■ Jobs:
A: From the food post below, return everything from "The miniburger above, with" down to "mean, sometimes you just need a burger.".
B: Answer these questions using the food post below.
(i) Which two antioxidants does the radio story name as found in tomatoes?
(ii) In which part of Chicago is Epic Burger located?
(iii) What does the food at Epic Burger arrive on?
[START Document passage]
Marion came across The 30 Worst Foods in America at the Women’s Health website. Among the scariest findings on the list: A children’s lunch with the sugar equivalent of 10 jelly doughnuts, a pancake breakfast with 4-1/2 times your daily limit of trans fats and an individual pizza with more calories than you should eat in a day plus more sodium than 27 small bags of potato chips. By the end of reading the list, Marion said she was practically crying. On a lighter note, with each appalling item, the article offers a healthier solution, usually at the same restaurant or by the same company. You’ll find the complete story here.

Getting more nutritional bang for your produce buck

Sometimes the radio can give you food for thought. Yesterday morning, we were rushing around getting ready for work when an interesting story on NPR’s Morning Edition caught our ear. It said that while tomatoes are a good source of the antioxidants lycopene and beta-carotene, if you “eat a tomato without adding a little fat—say a drizzle of olive oil—your body is unlikely to absorb all these nutrients.” Being admitted fans of fat, at least in moderation, we were suddenly paying attention.

tomatoesThe story had other revelations as well. Like the fact that cooking vegetables doesn’t always diminish their nutrition—and in fact in some cases, actually boosts it. And that chewing your food well helps break it down better to deliver more nutrients to you.  And that eating “plenty of color”—we’re not talking m&ms here, but a variety of plants—is a great way to get more nutrition. You can read “Get The Most Nutrition From Your Veggies” and listen to the radio broadcast here.

A burger joint inspired by “the king, the clown” and”that red headed girl with the freckles”

epic-burger

Sometimes you just need a burger. That was what David Friedman was thinking on a road trip a few years ago. But not just any burger. He says on the Epic Burger website that, working in the food industry, “I really wanted to eat something I could reasonably assume came from a farm. Sadly, I ended up with a turkey sandwich from one of those upscale grocery stores.”

Luckily for me and my fellow Chicagoans, Friedman turned his frustration into Epic Burger, a friendly little South Loop restaurant that bridges the gap between fast food burgers and overpriced, overprecious homages to the hamburger. I was downtown last Saturday and found myself “just needing a burger,” so I paid my first visit to Epic Burger. It functions like a fast food place—you order at the counter and your food arrives pretty quickly—but it’s delivered to your table. And the burger tastes real and handmade. That’s because it is.

The burgers are made from made with 100% fresh chuck [never frozen], all natural beef, from cows fed a strict vegetarian diet and raised with no hormones, no antibiotics. They’re served on white or whole wheat buns [baked fresh daily at local bakeries], with grilled or raw onions, fresh tomatoes and real cheese from Wisconsin. The lettuce comes in real leaves, not shredded iceberg. The fries are just as good, fresh cut and fresh cooked. And it all arrives on a paper-covered pie tin, so there’s a minimum of waste.

The miniburger above, with fries and a soda, really hit the spot. And I got away for under ten bucks. I will so be back. You can also get a chicken breast sandwich or a portabella mushroom sandwich at Epic Burger, but why would you? I mean, sometimes you just need a burger.
[END Document passage]
[START Entries]
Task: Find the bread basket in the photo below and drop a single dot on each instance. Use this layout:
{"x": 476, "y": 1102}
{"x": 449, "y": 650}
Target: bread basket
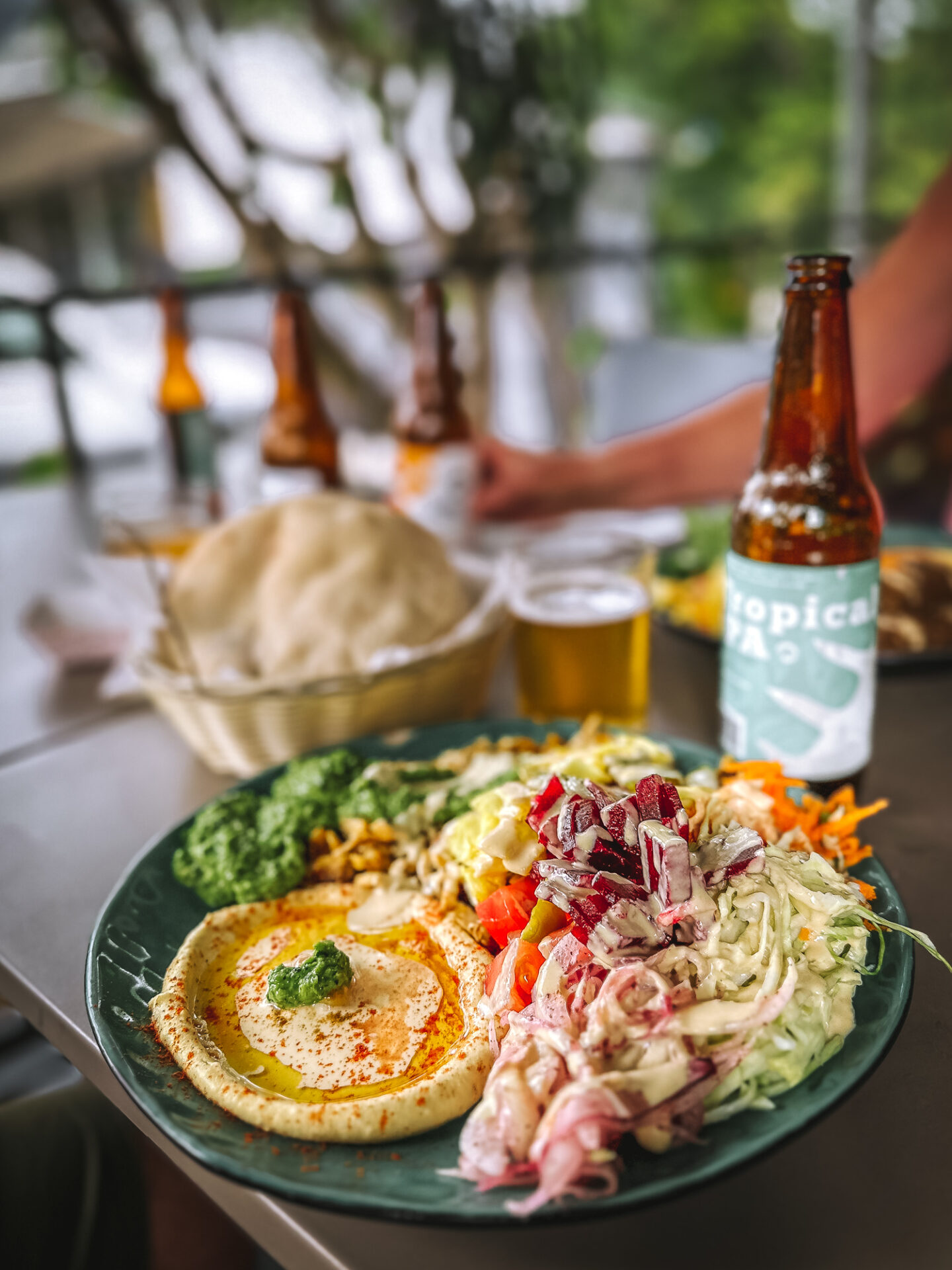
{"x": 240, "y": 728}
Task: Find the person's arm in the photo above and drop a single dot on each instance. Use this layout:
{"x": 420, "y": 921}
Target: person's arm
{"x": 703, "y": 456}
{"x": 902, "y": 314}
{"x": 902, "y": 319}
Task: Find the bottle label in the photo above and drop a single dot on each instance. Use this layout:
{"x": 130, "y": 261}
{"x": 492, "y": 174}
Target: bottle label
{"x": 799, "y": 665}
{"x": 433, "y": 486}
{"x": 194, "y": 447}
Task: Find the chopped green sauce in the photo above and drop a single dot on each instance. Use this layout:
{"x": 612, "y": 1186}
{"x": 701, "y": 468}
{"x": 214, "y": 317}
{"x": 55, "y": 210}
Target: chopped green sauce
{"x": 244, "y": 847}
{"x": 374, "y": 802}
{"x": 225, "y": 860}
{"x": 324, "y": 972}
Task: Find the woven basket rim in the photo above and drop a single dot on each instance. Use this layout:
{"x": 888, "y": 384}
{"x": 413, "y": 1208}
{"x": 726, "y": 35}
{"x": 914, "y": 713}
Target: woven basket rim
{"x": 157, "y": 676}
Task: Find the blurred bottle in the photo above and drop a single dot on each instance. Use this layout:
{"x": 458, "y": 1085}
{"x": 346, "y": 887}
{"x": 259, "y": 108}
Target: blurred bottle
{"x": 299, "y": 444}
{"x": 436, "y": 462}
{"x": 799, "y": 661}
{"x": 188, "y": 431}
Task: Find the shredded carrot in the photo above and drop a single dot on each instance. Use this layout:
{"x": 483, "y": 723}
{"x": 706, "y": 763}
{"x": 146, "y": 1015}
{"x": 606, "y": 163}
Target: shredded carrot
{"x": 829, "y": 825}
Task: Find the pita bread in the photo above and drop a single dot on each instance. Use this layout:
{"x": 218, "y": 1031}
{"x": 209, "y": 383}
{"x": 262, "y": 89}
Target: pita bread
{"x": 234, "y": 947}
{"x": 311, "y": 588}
[END Entries]
[START Entries]
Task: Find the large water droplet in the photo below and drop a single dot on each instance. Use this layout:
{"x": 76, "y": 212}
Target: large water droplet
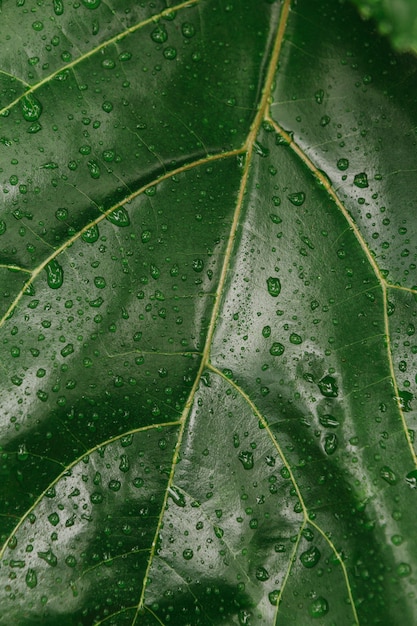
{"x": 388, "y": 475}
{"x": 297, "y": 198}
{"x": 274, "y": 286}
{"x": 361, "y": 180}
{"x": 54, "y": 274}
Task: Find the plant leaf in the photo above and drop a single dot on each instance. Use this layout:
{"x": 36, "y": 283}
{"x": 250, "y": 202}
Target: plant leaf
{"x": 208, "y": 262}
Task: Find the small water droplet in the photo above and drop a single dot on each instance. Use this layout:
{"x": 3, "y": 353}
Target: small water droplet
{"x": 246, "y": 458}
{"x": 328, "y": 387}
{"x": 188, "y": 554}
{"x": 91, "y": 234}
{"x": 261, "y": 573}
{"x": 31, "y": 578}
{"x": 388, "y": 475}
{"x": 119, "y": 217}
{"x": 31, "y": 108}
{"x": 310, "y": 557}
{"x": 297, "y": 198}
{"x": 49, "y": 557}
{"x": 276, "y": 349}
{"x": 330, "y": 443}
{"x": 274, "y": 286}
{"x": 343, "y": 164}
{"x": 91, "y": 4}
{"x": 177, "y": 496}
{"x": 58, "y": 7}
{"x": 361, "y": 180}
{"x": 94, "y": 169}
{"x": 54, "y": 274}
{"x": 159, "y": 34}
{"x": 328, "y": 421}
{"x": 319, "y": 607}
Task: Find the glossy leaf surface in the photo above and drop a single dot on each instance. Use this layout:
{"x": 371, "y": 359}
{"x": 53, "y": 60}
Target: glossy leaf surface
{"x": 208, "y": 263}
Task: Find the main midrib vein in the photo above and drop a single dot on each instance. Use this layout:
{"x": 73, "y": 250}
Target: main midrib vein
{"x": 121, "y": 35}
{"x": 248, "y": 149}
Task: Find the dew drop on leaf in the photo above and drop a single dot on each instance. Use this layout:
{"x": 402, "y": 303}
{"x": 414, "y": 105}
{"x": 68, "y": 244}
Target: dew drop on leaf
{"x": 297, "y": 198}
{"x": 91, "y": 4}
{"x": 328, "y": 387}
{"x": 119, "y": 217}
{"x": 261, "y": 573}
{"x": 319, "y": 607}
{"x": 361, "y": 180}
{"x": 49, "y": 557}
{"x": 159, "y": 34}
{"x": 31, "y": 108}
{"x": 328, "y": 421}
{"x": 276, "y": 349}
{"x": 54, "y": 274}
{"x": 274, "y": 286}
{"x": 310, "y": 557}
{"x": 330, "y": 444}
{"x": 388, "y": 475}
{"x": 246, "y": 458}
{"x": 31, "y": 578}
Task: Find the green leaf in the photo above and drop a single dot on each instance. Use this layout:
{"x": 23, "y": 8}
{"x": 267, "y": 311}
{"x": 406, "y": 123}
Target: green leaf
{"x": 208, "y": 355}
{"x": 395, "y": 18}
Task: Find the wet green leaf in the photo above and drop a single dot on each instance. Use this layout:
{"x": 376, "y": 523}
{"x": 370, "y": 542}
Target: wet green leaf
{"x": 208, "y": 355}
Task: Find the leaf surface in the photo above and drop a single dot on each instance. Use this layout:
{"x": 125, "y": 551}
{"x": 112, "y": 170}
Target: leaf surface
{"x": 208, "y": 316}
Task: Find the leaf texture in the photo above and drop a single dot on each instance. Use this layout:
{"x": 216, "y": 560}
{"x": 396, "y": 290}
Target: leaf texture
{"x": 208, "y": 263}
[END Entries]
■ The solutions:
A:
The miniburger above, with fries and a soda, really hit the spot. And I got away for under ten bucks. I will so be back. You can also get a chicken breast sandwich or a portabella mushroom sandwich at Epic Burger, but why would you? I mean, sometimes you just need a burger.

B:
(i) Lycopene and beta-carotene.
(ii) The South Loop.
(iii) A paper-covered pie tin.